Rimbaud es uno de los pocos hombres de letras que tomó
partido a favor de la Comuna, en particular en sus dos deslumbrantes poemas
«Canto de guerra parisino» del 15 de mayo de 1871, justo antes de la Semana
Sangrienta, y «La orgía parisina o París se repobla» escrito justo después. El
primero celebra la alegre fiesta de la primavera revolucionaria al tiempo que
maltrata la poesía bucólica y sentimental de los románticos y de los parnasianos. El
segundo es un grito de asco y de rabia contra los versalleses y un homenaje al
París de los 20 000 muertos de la Semana Sangrienta (mismo enlace).
El habitante del Séptimo Cielo de Martínez tiene acentos rimbaldianos, desde luego menos violentos que
los del poeta de Una temporada en el infierno; la identificación del
héroe de Martínez con los humillados y ofendidos del París de 1981, los árabes,
negros, latinos o francesas de cepa a quienes frecuenta en las «chambras», se
expresa antes que todo con ternura y humor. El autor estructura la novela en
estaciones, miradas con el ojo nuevo de un hombre del Trópico, en sus efectos
físicos sobre los paisajes urbanos, y mentales sobre los estados de ánimo de
los habitantes : después de un verano radiante, temporada del descubrimiento,
de la admiración y del asombro ante los usos exóticos de los nativos, después
de un otoño resplandeciente, tiempo de la adaptación progresiva a la ciudad,
viene el invierno-infierno, estación del ensimismamiento, de la depre y del
«mal viaje». La primavera ve el regreso del héroe al país, y este ciclo
iniciático es una búsqueda espiritual del mismo orden que la de Una
temporada en Infierno de Rimbaud.
He nombrado a Jules Vallès, el rebelde que se convierte en
revolucionario : una niñez provinciana a garrotazos, una juventud de
bachiller pobre, una vida parisina de trabajitos bajo el Segundo Imperio, un
comienzo de éxitos periodísticos y literarios marcados por confiscaciones de su
diario La Calle y de temporadas en la cárcel. Llega el tiempo del
insurrecto, miembro del gobierno de la Comuna, director de El Grito del
Pueblo que vende 100 000 ejemplares cada día en París bombardeado por
los cañones de Versalles, defensor de «la libertad sin orillas» para la prensa
hostil a la Comuna que sigue publicándose en la ciudad, combatiente hasta la
última barricada. Luego viene el exilio y otra vez la miseria, 10 años de smog
en Londres antes del regreso a París en 1880, con la amnistía de los
comunalistas votada por la república radical, y del reconocimiento como
escritor del pueblo : 100 000 proletarios seguirán su ataúd. Vallès
cuenta todo esto en su Trilogía, en una lengua nueva, fresca y nerviosa,
muy dialogada, sin florituras, irónica y mordaz; describe las sensaciones, los
sentimientos y las ideas que brotan del cuerpo y de las situaciones de sus
personajes. No escribe sobre el pueblo de París, sino desde el pueblo con el
que comparte las aspiraciones, el pitorreo, las alegrías y las penas. En su Cuadro
de París, crónicas de los 1880, su intención es «pintar la ciudad como es y
moldearla con sus protuberancias y sus hondonadas, sus relieves de carne y de
madera, sin clasificar a los gloriosos y a los parias». Describe como paseante
y reportero a los habitantes de los barrios y a los transeuntes de las calles,
a los encerrados de las cárceles y manicomios, el público de las ferias,
teatros y cafés, y las fiestas populares como la celebración del 14 de julio y
sus bailes de barrio. Martínez es también heredero de Vallès, por la vitalidad
y la aparente sencillez de su prosa.

----

> Tarea solicitada 1
Según el pasaje, ¿cuántos ejemplares vendía cada día El Grito del Pueblo en París?
> Tarea solicitada 2
Reproduce tal cual la parte del pasaje que empieza con las palabras que contienen "Rimbaud es uno" y termina con "Sangrienta (mismo enlace).".
Las entradas son material aparte, sin relación con el pasaje.

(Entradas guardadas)
----

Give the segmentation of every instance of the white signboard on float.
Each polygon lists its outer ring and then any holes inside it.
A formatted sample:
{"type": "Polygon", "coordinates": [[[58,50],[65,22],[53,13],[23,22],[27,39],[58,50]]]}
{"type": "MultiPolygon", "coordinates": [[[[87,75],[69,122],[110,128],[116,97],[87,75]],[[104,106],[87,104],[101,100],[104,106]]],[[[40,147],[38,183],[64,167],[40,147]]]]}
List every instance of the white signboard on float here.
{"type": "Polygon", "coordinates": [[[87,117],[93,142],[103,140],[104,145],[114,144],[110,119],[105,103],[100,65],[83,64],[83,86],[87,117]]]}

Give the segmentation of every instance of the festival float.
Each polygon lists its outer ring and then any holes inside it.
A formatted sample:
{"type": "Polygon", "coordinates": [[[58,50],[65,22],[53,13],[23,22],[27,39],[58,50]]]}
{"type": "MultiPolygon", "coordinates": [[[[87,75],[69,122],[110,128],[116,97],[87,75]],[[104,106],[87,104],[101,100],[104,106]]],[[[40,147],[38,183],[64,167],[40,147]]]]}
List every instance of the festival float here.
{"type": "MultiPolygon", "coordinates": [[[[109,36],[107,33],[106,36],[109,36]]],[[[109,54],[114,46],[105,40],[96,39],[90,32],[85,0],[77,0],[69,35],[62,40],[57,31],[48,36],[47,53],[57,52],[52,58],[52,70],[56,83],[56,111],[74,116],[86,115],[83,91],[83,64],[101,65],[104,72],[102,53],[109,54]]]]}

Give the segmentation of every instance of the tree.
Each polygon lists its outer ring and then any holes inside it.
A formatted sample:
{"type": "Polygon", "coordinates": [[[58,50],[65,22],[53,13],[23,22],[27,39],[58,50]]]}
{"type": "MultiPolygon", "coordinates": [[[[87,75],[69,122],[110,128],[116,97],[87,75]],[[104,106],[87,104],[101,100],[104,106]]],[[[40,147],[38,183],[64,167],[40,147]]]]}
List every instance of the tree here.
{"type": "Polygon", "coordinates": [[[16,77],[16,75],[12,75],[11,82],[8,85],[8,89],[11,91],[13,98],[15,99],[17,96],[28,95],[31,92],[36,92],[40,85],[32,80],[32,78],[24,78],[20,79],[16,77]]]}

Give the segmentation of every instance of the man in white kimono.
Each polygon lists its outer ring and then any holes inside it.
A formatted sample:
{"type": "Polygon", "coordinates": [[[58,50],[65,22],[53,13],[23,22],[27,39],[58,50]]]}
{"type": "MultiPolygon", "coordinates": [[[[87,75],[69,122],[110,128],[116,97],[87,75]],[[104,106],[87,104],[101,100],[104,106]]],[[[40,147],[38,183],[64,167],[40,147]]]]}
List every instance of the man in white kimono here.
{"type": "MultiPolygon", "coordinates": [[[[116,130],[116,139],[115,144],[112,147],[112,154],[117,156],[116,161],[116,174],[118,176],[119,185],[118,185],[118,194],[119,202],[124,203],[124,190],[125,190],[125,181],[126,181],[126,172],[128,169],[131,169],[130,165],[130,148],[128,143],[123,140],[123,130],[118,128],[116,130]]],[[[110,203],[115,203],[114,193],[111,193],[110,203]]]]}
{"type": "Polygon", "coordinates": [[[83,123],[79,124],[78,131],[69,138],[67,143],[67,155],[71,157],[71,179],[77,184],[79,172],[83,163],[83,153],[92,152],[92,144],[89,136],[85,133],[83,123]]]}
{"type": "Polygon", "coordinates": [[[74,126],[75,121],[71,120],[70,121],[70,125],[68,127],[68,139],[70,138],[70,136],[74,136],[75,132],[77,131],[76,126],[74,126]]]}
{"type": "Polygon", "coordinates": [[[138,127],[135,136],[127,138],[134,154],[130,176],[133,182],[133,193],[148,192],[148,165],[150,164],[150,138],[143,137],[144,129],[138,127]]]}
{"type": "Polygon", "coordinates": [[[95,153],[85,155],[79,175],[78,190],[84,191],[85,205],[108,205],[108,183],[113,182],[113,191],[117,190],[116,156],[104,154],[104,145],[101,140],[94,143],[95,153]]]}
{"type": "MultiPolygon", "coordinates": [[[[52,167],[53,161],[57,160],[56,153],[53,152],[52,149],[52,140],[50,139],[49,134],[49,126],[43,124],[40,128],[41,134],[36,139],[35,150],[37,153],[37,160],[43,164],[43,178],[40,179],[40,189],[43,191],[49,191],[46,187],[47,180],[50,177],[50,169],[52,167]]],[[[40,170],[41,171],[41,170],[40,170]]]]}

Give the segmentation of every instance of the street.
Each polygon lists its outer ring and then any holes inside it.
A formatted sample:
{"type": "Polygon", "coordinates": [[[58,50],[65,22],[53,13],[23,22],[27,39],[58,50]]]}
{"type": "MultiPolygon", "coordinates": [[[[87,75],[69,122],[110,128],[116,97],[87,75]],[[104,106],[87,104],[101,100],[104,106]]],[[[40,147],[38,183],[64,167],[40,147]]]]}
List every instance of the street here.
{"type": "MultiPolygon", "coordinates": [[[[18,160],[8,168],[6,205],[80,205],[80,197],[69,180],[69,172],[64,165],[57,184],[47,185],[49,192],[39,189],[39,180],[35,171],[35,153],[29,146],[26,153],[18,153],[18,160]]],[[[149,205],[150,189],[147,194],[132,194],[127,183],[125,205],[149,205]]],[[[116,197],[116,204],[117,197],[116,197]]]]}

----

> Resultado obtenido 1
100 000 ejemplares.

> Resultado obtenido 2
Rimbaud es uno de los pocos hombres de letras que tomó
partido a favor de la Comuna, en particular en sus dos deslumbrantes poemas
«Canto de guerra parisino» del 15 de mayo de 1871, justo antes de la Semana
Sangrienta, y «La orgía parisina o París se repobla» escrito justo después. El
primero celebra la alegre fiesta de la primavera revolucionaria al tiempo que
maltrata la poesía bucólica y sentimental de los románticos y de los parnasianos. El
segundo es un grito de asco y de rabia contra los versalleses y un homenaje al
París de los 20 000 muertos de la Semana Sangrienta (mismo enlace).